### Qué debes hacer
Lee el texto proporcionado que aparece más abajo y escribe todos los nombres propios de persona que contiene.

### Texto proporcionado
▬▬▬▬▬▬
Los habitantes de Basa-Basa se sientan en un apretado semicírculo para escuchar a los blancos. Algunas madres dan un pecho exhausto a unos niños grandes. "Maman hasta los tres años. Después comen lo mismo que todos. Si sólo hay hojas de col, sólo comen hojas de col", explica una de ellas. La vida es dura en Basa-Basa. Las mujeres caminan cuatro horas de ida y otras cuatro de vuelta para conseguir un agua que podría masticarse. "El Gobierno repartió ayuda al principio", responde Kedir Gudiso cuando se les pregunta por el Estado. "Cincuenta kilos de grano y cuatro litros de aceite por cada 10 hombres que se acabaron en 15 días. Desde junio no hemos vuelto a probar el maíz". El hospital más cercano está en Regalen. Entre médicos y transportes (autobuses y carretas tiradas por burros que sirven de ambulancia), la consulta sale por 1.000 birr (66 euros). "Si alguien necesita acudir al médico, todos ayudan a reunir el dinero", explica Abiyu.

La madre de Kufa, un bebé que murió hace unas semanas, ha vuelto al centro de Sembete. Los médicos de MSF les enviaron al hospital más cercano, como mandan los protocolos impuestos por el Gobierno etíope, que limitan la acción de la emergencia a la medicina primaria y a atender a los niños desnutridos. La madre cumplió con las normas, pero su hija murió en la espera porque en los hospitales hay un broker que necesita su tiempo para mediar entre el donante y el receptor, ajustar el precio de la sangre y el de su comisión. La madre ha regresado con otra hija, Dedi, que padece malaria. Si no recibe sangre, morirá. Esta vez se niega a regresar al hospital donde mueren los niños. Sólo quiere que los españoles salven a la niña.
▬▬▬▬▬▬
### Datos extraídos
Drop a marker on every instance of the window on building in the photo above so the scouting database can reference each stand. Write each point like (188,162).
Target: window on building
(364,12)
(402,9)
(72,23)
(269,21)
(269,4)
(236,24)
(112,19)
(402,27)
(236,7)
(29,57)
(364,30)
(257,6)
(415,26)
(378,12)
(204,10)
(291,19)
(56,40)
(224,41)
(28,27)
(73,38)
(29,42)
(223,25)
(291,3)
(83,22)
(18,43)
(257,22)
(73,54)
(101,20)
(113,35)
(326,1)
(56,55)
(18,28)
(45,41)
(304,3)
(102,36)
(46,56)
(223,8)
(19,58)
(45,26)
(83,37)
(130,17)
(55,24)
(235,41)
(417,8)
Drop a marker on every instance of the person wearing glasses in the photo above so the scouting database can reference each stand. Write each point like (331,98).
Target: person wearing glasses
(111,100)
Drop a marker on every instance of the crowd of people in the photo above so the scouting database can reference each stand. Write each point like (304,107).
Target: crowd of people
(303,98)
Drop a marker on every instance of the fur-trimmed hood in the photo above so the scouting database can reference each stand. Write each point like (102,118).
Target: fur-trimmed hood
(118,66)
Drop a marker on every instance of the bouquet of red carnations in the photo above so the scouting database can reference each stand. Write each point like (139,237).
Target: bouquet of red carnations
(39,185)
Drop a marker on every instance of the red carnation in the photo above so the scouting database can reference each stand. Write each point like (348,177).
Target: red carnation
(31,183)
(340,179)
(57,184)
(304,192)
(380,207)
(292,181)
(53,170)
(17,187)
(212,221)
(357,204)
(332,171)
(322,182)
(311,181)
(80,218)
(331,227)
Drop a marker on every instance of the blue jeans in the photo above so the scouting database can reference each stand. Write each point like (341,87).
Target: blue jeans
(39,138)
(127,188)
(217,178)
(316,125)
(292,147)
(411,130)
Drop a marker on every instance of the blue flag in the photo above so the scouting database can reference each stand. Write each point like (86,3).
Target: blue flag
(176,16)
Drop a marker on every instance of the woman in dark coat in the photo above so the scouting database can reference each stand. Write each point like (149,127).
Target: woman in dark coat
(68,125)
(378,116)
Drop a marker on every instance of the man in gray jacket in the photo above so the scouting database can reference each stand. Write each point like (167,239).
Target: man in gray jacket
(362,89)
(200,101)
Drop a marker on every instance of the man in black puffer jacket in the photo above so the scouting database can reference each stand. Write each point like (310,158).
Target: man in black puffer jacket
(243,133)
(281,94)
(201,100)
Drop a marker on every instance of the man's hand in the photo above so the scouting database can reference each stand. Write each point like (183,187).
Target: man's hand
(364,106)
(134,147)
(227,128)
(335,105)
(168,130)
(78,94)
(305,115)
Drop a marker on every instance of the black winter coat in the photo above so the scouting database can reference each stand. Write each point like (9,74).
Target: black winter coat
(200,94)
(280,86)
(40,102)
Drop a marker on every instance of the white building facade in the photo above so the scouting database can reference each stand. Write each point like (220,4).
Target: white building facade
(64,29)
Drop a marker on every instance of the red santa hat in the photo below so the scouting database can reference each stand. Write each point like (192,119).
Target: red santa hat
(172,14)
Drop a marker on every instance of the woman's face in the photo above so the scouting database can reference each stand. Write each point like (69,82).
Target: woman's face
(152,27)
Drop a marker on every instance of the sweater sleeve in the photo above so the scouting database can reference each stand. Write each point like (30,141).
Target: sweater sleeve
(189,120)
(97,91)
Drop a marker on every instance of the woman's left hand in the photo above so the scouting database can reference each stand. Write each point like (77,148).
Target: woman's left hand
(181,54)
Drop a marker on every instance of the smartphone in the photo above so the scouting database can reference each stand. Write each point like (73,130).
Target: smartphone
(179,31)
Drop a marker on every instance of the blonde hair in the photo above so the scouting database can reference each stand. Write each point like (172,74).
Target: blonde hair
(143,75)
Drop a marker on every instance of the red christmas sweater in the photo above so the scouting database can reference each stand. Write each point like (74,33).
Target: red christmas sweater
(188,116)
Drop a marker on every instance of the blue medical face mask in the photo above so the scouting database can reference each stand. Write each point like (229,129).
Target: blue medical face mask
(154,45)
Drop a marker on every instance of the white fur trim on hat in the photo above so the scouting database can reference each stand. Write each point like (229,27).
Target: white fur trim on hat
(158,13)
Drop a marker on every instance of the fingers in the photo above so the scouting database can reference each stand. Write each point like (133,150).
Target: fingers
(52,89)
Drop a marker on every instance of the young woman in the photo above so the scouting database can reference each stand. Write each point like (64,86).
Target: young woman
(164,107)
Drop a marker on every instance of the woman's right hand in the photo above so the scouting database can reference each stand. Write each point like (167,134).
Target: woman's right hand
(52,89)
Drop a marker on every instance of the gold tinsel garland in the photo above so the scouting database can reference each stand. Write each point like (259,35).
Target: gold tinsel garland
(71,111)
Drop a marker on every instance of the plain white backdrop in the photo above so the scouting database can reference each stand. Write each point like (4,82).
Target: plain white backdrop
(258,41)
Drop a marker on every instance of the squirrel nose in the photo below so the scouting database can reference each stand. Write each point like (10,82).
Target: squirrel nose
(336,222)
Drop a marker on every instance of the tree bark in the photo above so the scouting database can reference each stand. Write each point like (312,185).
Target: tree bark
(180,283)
▬▬▬▬▬▬
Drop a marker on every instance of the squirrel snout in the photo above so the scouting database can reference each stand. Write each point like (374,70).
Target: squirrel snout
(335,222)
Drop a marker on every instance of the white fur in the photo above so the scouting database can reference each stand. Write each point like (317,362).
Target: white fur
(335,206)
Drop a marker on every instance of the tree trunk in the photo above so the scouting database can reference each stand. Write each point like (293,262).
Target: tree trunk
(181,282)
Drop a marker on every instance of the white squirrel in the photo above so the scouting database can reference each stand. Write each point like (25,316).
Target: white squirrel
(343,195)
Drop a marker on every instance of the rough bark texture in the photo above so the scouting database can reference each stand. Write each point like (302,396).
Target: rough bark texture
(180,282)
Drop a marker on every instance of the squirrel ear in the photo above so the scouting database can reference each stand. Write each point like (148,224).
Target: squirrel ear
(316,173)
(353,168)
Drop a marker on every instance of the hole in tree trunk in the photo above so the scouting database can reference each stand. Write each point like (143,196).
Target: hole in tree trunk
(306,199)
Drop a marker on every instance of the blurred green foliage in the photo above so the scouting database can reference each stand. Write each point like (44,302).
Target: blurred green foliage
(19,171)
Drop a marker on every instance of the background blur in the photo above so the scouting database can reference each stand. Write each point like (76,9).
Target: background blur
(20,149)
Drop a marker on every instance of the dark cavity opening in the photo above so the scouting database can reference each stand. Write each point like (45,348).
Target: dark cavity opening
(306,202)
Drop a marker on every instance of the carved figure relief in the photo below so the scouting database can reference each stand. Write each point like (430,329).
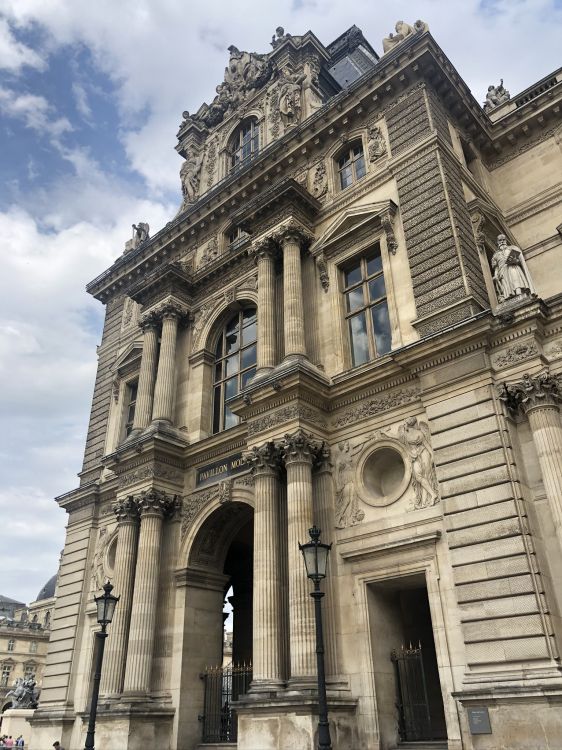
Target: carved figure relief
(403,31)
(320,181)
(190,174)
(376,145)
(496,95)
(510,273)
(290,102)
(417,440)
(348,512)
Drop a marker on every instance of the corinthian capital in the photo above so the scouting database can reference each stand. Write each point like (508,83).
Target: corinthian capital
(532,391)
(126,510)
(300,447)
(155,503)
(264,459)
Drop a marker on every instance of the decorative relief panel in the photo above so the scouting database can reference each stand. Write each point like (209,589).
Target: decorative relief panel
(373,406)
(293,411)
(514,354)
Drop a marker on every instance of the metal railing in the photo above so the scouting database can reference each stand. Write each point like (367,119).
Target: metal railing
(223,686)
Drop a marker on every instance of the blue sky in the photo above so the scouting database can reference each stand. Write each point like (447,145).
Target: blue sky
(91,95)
▬▬▬▬▬▬
### Resultado del ejercicio
Kedir Gudiso, Abiyu, Kufa y Dedi.